Objective A —
Answer these from the passage on the Shoshone:
(i) Which tribes of the Great Basin cultural region does the passage name as related to the Shoshone?
(ii) What are the three groups the Shoshone fall into?
(iii) In which centuries did the Shoshone move onto the Great Plains from the Great Basin?
Objective B — In the passage on the Shoshone, retype the stretch from "The Shoshone are" through "culture group detailed.".

Passage shown —
________________
The Shoshone are linguistically and culturally related to other tribes of the Great Basin cultural region such as the Comanche, Ute, Paiute, Bannock, and others (Murphy and Murphy 1986). The Shoshone fall into approximately three groups: Western Shoshone, Northern Shoshone and Bannock, and the Eastern Shoshone. It should be noted that because Shoshone culture is marked by a fluid and changeable social organization, the division of these three groups has been based primarily on location (Murphy and Murphy 1986). The Shoshone moved on to the Great Plains from the Great Basin in the late seventeenth and early eighteenth centuries (Shimkin 1947) (Figure 13). Within the current context that the Eastern Shoshone are the only Shoshone culture group detailed.
________________
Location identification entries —

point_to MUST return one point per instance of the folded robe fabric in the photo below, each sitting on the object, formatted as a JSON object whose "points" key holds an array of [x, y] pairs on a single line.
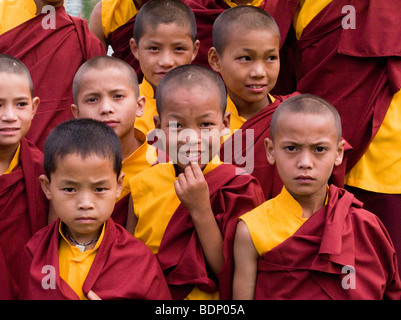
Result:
{"points": [[124, 268], [357, 70], [341, 252], [180, 254], [52, 56], [23, 211]]}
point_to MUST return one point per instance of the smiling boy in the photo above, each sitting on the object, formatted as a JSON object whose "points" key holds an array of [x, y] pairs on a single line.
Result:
{"points": [[186, 210], [91, 255], [164, 38], [296, 246]]}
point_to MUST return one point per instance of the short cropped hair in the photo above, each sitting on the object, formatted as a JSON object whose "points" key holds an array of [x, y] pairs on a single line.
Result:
{"points": [[156, 12], [9, 64], [189, 76], [83, 137], [244, 17], [305, 104], [101, 62]]}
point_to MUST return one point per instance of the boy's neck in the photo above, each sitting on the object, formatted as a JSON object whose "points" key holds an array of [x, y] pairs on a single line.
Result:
{"points": [[6, 156], [248, 110], [311, 203], [41, 3]]}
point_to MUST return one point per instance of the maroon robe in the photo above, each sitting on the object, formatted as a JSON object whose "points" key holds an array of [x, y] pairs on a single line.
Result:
{"points": [[314, 262], [124, 268], [265, 173], [23, 211], [206, 12], [357, 70], [52, 56], [180, 254]]}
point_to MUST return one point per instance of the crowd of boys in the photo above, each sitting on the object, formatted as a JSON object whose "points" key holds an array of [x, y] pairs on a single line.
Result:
{"points": [[114, 188]]}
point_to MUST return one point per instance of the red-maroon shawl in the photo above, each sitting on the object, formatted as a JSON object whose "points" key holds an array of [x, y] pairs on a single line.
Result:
{"points": [[357, 70], [315, 262], [180, 254], [23, 211], [265, 173], [52, 56], [124, 268]]}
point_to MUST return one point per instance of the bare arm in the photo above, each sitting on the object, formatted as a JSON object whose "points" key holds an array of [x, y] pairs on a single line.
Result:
{"points": [[246, 263], [192, 189], [95, 23]]}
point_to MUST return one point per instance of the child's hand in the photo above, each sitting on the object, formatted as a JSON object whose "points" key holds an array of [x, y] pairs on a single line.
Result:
{"points": [[192, 189]]}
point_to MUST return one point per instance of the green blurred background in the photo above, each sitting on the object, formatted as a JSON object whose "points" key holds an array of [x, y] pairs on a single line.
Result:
{"points": [[80, 8]]}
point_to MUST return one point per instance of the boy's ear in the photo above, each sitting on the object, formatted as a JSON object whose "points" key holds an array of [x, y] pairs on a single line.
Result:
{"points": [[35, 105], [45, 184], [134, 48], [156, 120], [196, 50], [270, 151], [120, 183], [214, 59], [75, 111], [340, 153], [140, 109]]}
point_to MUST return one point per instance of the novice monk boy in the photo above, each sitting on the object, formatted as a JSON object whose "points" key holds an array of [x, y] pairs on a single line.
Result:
{"points": [[164, 38], [186, 210], [85, 253], [312, 241], [106, 89], [23, 206], [246, 44]]}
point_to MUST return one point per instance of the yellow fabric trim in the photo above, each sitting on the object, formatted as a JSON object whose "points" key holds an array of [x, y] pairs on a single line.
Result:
{"points": [[14, 161], [144, 157]]}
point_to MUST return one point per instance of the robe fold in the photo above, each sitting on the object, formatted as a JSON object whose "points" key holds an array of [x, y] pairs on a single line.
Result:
{"points": [[180, 254], [124, 268], [23, 211], [52, 56], [341, 252], [363, 64]]}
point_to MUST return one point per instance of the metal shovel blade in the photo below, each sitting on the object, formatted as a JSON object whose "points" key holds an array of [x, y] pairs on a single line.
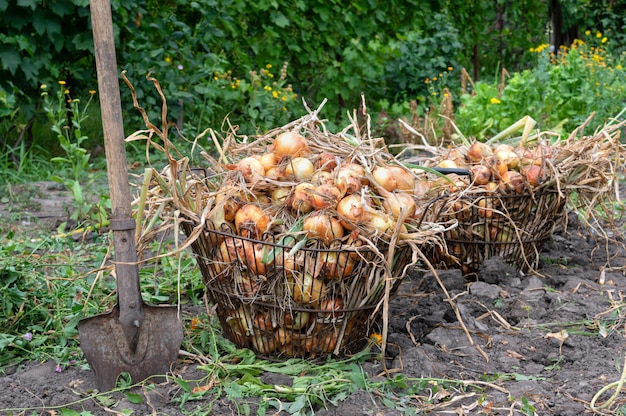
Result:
{"points": [[105, 345]]}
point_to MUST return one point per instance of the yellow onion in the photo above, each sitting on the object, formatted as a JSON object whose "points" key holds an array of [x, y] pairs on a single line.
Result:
{"points": [[240, 321], [283, 336], [321, 177], [296, 320], [333, 308], [323, 226], [326, 195], [263, 321], [268, 160], [333, 266], [251, 169], [393, 177], [264, 344], [507, 155], [481, 174], [350, 179], [326, 162], [290, 143], [513, 181], [479, 151], [251, 221], [307, 289], [253, 255], [397, 203], [534, 174], [301, 168], [381, 223], [280, 195], [448, 164], [352, 211], [300, 198]]}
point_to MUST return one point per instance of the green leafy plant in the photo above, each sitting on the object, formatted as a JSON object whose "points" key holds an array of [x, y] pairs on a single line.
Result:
{"points": [[66, 116]]}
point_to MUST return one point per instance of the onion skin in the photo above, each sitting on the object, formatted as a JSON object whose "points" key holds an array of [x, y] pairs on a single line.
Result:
{"points": [[326, 196], [300, 199], [481, 174], [534, 174], [323, 226], [251, 169], [301, 168], [251, 221], [513, 181], [352, 211], [479, 151], [290, 143]]}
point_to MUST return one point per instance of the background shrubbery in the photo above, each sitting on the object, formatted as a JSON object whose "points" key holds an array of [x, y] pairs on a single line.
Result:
{"points": [[256, 61]]}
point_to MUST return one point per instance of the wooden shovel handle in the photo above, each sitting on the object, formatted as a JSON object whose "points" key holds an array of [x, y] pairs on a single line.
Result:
{"points": [[122, 223]]}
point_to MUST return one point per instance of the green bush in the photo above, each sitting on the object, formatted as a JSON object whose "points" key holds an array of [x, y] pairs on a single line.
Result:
{"points": [[560, 92]]}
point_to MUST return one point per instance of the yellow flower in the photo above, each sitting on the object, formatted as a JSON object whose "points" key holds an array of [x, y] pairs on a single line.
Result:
{"points": [[376, 338]]}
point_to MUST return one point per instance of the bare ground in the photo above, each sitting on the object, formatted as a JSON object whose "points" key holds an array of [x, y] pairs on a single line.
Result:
{"points": [[549, 342]]}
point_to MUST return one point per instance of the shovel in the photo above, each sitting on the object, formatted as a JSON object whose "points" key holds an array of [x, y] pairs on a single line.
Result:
{"points": [[133, 338]]}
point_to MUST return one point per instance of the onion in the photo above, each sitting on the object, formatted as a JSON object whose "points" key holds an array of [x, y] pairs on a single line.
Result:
{"points": [[326, 162], [300, 199], [333, 266], [280, 194], [481, 174], [251, 169], [323, 226], [333, 308], [263, 321], [381, 223], [479, 151], [352, 211], [253, 255], [448, 163], [508, 156], [405, 181], [296, 320], [350, 179], [301, 168], [308, 289], [290, 143], [326, 196], [251, 221], [398, 202], [268, 160], [283, 336], [393, 177], [513, 181], [264, 344], [321, 177], [535, 175]]}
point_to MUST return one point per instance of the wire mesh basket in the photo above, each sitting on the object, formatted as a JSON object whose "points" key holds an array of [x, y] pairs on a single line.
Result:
________________
Full output A —
(i) The Comanche, Ute, Paiute, Bannock, and others.
(ii) Western Shoshone, Northern Shoshone and Bannock, and the Eastern Shoshone.
(iii) The late seventeenth and early eighteenth centuries.

Full output B —
The Shoshone are linguistically and culturally related to other tribes of the Great Basin cultural region such as the Comanche, Ute, Paiute, Bannock, and others (Murphy and Murphy 1986). The Shoshone fall into approximately three groups: Western Shoshone, Northern Shoshone and Bannock, and the Eastern Shoshone. It should be noted that because Shoshone culture is marked by a fluid and changeable social organization, the division of these three groups has been based primarily on location (Murphy and Murphy 1986). The Shoshone moved on to the Great Plains from the Great Basin in the late seventeenth and early eighteenth centuries (Shimkin 1947) (Figure 13). Within the current context that the Eastern Shoshone are the only Shoshone culture group detailed.